I see where you're coming from but presidents can't simply get better every single time a new one is elected. It also hasn't happened through history, and likely never will. In the end you have to remember that politics is politics. Creation and removal of policies is a key part of the reason democracy is how it is.


----------



## moonford

Hillarys concession was beautiful, even if she is horrible I still feel sympathetic because she lost to Trump. Trump a person with zero political experience up until now.


----------



## Arlo

He hasn't made policies yet, but he's made people think it's fine to say the sort of stuff he's said. Just today I saw a woman's car on facebook that had "TRUMP RULES BLACK B****" and Swastikas with "TRUMP 2016" under them.


----------



## Trundle

Arlo said:


> He hasn't made policies yet, but he's made people think it's fine to say the sort of stuff he's said. Just today I saw a woman's car on facebook that had "TRUMP RULES BLACK B****" and Swastikas with "TRUMP 2016" under them.

▸ Information provided
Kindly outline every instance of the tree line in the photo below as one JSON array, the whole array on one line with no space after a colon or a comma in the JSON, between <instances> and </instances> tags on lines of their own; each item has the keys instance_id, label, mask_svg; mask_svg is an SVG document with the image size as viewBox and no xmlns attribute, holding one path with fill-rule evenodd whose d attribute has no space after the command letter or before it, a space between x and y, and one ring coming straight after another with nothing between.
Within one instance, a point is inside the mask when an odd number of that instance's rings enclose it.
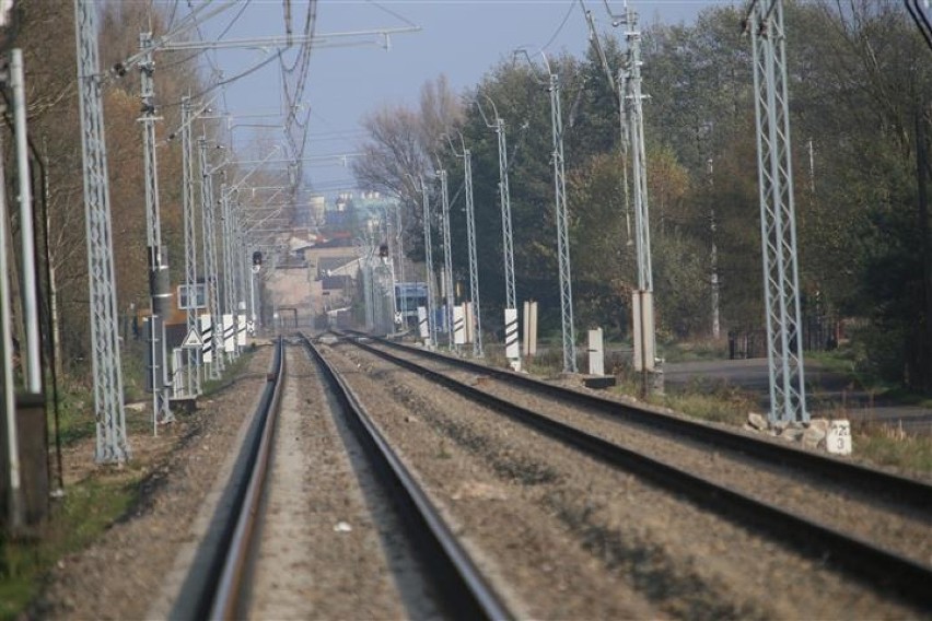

▸ Task directions
Carry on the forum thread about Trump's win over Hillary from its last post.

▸ Answer for this exercise
There are extremists in all circumstances. Please try to be understanding of that and you will have a more pragmatic view of politics.


----------



## moonford

Bowie said:


> I think they're referring to riots on as big a scale as that, yes.
> 
> It's so dumb to me, though. Having Trump is such a downgrade to what we already have. When you elect someone as your president, surely you need someone better. He's not anywhere near Obama's level. Doesn't even deserve to shake hands with him. I can only imagine what he was feeling this morning, having to negotiate with a man who intends to reverse almost everything he has spent his time as president doing.



Misread.


----------



## Arlo

Apple2013 said:


> There are extremists in all circumstances. Please try to be understanding of that and you will have a more pragmatic view of politics.



Donald Trump supports this kind of behaviour. He personally demonstrated this kind of behaviour during his candidacy.


----------



## Soda Fox

Arlo said:


> A gay man was violently attacked in the US today.
> 
> POC have had their homes vandalized.
> 
> Trans people are killing themselves.
> 
> Women are being sexually harassed.
> 
> It's gonna spread more hate into the UK too, and as a gay, transgender man, who's partner is an immigrant, and my dad is Arabic, I'm ****ing terrified. It's great if you're not, you're probably a white, straight man, lucky you.



Ive seen more reports of gays, poc, women being attacked and harassed by Hillary supporters because said gays, poc, women voted for Trump. I'd like to see your sources otherwise.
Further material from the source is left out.